(Entries from a data source)
- - - - -

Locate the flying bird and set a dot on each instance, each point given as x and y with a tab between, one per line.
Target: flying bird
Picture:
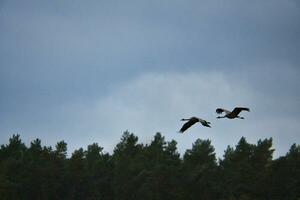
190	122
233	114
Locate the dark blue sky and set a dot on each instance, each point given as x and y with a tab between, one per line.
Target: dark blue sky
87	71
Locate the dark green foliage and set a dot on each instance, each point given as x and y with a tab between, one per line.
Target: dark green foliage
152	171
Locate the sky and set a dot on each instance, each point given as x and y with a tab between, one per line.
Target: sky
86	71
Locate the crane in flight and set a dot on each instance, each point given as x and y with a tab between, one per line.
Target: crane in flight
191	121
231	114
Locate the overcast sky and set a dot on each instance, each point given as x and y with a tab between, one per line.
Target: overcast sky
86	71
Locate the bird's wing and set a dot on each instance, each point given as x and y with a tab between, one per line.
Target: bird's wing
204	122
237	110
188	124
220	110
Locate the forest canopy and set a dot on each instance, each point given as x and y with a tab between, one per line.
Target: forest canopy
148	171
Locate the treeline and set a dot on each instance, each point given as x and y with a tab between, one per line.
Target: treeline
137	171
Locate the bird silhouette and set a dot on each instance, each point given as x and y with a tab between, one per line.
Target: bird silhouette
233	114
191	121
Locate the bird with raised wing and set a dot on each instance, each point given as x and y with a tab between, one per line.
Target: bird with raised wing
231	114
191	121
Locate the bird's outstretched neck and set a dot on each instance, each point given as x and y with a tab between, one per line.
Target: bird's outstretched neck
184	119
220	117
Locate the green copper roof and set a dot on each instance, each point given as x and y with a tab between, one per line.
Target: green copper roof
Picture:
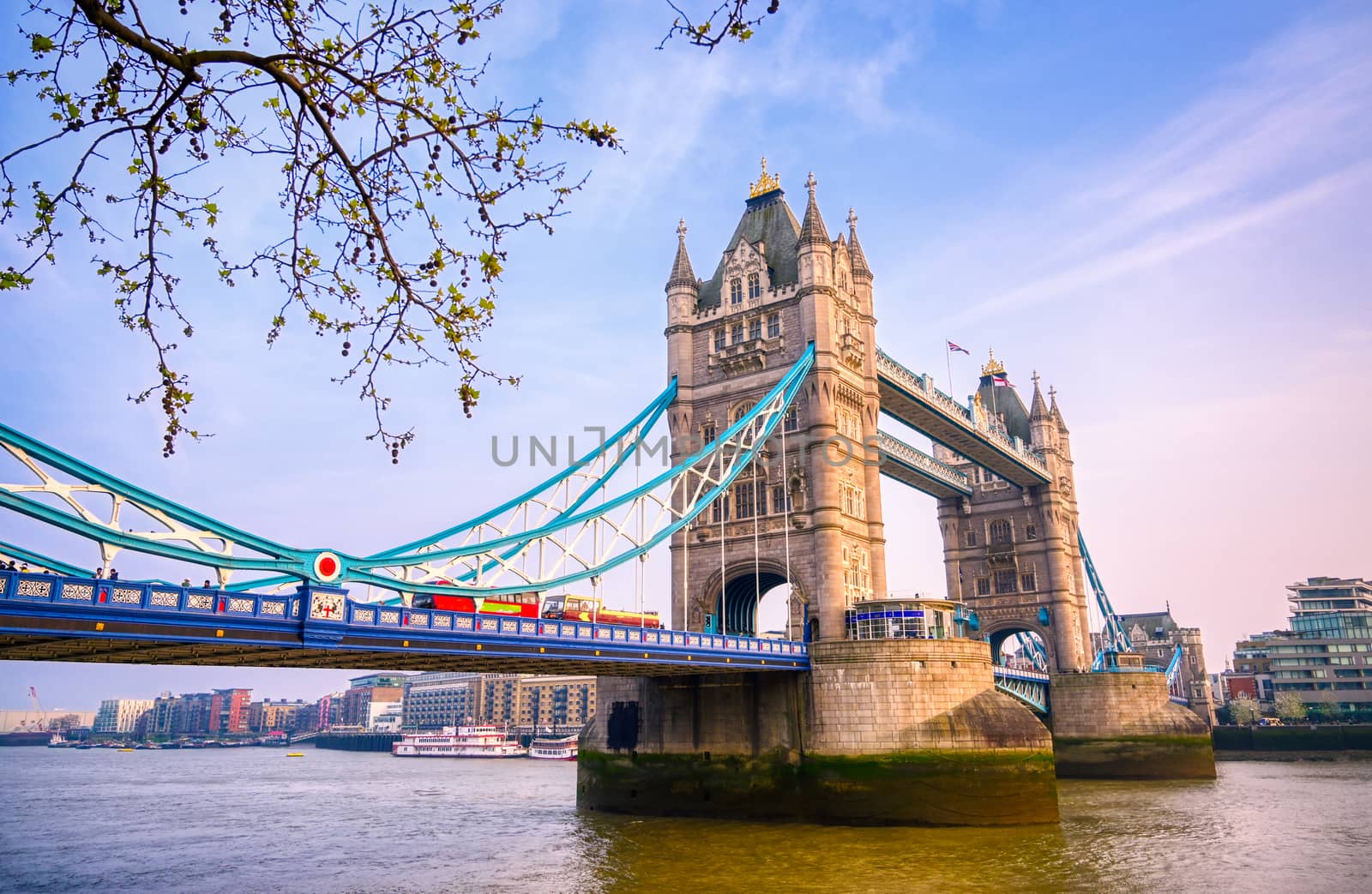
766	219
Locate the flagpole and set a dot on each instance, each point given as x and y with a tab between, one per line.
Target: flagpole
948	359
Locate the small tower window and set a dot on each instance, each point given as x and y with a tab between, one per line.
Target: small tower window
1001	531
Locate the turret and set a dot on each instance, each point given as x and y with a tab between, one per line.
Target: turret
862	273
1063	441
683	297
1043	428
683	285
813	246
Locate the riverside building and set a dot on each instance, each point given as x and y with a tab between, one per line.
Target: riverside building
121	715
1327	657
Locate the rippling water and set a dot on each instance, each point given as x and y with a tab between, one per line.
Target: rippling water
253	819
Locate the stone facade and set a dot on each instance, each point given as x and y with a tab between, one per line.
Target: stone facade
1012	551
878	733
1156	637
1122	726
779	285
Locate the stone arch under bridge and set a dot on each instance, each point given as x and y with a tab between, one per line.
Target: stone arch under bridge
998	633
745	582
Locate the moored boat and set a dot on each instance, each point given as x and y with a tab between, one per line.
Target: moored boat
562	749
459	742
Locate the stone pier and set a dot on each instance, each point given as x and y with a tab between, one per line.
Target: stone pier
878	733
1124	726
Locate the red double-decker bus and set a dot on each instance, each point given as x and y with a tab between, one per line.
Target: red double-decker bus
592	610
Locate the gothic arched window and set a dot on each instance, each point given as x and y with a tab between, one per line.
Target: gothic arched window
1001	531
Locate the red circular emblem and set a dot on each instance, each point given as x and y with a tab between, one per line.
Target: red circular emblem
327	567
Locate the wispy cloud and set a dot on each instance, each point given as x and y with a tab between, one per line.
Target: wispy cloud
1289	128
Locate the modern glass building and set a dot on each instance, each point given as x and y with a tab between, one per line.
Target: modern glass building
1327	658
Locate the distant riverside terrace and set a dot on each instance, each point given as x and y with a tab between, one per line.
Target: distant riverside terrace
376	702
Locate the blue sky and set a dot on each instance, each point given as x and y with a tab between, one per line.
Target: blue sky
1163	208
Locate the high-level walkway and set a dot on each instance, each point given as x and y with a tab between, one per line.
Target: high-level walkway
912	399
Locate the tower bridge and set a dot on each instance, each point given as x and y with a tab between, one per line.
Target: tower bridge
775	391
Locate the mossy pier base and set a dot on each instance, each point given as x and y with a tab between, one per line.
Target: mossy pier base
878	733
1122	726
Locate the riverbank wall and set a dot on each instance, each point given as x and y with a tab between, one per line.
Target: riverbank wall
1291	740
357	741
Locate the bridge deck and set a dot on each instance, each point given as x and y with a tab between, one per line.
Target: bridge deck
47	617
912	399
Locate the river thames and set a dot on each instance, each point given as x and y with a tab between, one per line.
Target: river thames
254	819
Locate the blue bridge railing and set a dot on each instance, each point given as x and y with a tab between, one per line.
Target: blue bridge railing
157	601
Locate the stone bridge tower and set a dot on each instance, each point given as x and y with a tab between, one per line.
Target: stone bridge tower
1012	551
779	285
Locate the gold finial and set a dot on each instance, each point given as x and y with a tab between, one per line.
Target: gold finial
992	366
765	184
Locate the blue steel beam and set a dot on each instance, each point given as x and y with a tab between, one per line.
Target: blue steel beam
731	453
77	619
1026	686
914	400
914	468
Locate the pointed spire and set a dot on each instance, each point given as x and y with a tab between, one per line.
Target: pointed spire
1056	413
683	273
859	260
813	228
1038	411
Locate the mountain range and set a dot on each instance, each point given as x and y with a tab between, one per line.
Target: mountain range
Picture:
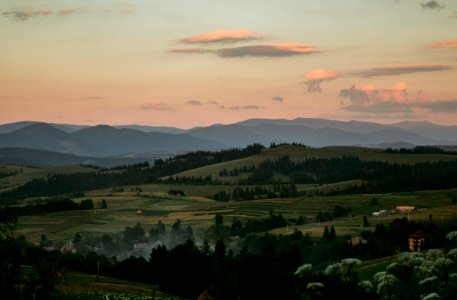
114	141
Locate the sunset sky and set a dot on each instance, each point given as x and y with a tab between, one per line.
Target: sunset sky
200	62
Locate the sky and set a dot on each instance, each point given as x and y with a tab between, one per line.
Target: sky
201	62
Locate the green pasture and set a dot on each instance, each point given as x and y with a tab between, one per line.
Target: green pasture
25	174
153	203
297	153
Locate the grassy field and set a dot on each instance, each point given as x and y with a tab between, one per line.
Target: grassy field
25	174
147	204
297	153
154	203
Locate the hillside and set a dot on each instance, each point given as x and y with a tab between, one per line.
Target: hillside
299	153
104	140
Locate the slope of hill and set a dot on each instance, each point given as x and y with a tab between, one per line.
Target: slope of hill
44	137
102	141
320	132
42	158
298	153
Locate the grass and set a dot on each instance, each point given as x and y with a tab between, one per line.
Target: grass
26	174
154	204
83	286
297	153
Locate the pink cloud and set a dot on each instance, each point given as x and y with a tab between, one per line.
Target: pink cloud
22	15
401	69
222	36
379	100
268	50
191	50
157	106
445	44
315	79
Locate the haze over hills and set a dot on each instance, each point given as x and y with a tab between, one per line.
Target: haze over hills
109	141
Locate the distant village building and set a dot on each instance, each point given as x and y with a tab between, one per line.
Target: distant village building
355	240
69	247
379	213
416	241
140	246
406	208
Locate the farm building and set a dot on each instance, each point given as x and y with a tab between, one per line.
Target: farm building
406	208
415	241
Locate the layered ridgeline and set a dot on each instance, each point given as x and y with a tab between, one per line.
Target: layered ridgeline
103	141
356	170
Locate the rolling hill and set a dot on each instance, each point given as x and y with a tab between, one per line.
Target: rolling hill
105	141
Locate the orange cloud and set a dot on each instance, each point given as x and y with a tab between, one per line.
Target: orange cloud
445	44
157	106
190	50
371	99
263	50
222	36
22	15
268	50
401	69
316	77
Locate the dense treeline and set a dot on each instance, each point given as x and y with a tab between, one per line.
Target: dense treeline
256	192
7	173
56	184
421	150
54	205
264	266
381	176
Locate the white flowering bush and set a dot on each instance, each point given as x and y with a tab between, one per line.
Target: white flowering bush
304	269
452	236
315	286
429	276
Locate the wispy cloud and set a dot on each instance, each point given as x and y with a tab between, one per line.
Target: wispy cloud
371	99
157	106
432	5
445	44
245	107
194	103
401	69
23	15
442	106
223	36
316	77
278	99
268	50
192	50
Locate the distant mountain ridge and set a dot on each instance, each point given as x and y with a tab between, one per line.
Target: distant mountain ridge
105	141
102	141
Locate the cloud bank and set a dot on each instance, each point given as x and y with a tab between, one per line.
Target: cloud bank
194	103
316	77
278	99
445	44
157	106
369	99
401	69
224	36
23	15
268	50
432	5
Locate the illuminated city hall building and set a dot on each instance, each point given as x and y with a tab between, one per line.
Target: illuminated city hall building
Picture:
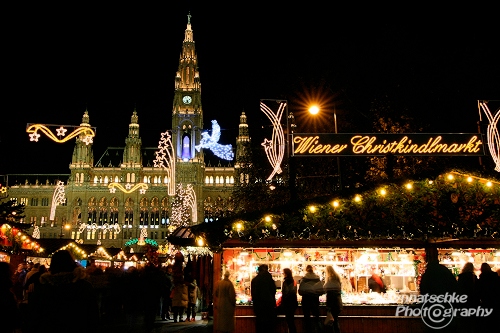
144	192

- - - - -

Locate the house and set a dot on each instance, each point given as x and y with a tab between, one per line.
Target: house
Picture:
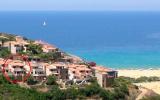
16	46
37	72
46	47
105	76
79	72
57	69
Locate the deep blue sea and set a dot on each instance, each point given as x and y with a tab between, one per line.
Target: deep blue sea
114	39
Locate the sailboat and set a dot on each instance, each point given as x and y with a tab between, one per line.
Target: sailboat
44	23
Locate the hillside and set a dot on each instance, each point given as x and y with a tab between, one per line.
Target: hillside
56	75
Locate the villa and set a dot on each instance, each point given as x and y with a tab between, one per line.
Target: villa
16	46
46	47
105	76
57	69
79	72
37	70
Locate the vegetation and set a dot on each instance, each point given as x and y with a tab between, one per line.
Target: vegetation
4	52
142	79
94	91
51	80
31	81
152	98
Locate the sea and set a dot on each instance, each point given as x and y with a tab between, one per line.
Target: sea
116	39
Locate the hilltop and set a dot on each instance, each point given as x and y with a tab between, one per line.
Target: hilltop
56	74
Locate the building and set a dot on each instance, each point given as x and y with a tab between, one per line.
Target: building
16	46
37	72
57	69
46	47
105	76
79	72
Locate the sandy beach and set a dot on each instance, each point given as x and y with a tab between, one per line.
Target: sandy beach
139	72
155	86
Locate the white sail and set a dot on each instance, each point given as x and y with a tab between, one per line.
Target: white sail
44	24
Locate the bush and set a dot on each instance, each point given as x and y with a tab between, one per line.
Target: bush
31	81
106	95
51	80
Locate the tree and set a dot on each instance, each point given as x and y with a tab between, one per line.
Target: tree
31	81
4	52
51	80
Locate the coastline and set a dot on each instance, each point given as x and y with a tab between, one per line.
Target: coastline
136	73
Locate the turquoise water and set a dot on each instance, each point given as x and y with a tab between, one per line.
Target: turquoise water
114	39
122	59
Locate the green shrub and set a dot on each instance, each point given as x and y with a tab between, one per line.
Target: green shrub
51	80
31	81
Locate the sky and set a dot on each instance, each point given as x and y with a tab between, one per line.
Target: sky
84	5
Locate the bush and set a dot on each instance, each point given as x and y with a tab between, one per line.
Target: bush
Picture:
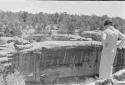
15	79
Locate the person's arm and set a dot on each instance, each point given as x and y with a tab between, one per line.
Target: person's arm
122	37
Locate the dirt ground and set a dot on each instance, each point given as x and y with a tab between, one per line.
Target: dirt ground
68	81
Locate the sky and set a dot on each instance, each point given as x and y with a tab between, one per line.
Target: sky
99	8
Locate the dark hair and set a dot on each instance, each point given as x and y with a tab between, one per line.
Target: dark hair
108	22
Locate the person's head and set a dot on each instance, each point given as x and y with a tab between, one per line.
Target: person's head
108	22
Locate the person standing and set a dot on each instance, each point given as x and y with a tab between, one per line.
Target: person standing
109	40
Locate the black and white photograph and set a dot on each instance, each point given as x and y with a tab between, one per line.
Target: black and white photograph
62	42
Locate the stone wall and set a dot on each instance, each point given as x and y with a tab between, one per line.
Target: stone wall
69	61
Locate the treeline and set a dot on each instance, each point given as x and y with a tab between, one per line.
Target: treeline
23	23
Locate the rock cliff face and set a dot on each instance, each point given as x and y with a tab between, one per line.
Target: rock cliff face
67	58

- - - - -

Exercise requirements :: Extract each line of the listing that contains the word "moored". Case counts, so a line matches only if the capitalization is the same.

Written solution ::
Locate the moored boat and set a dot on each instance, each point given as x and y with a tab between, one per line.
Target: moored boat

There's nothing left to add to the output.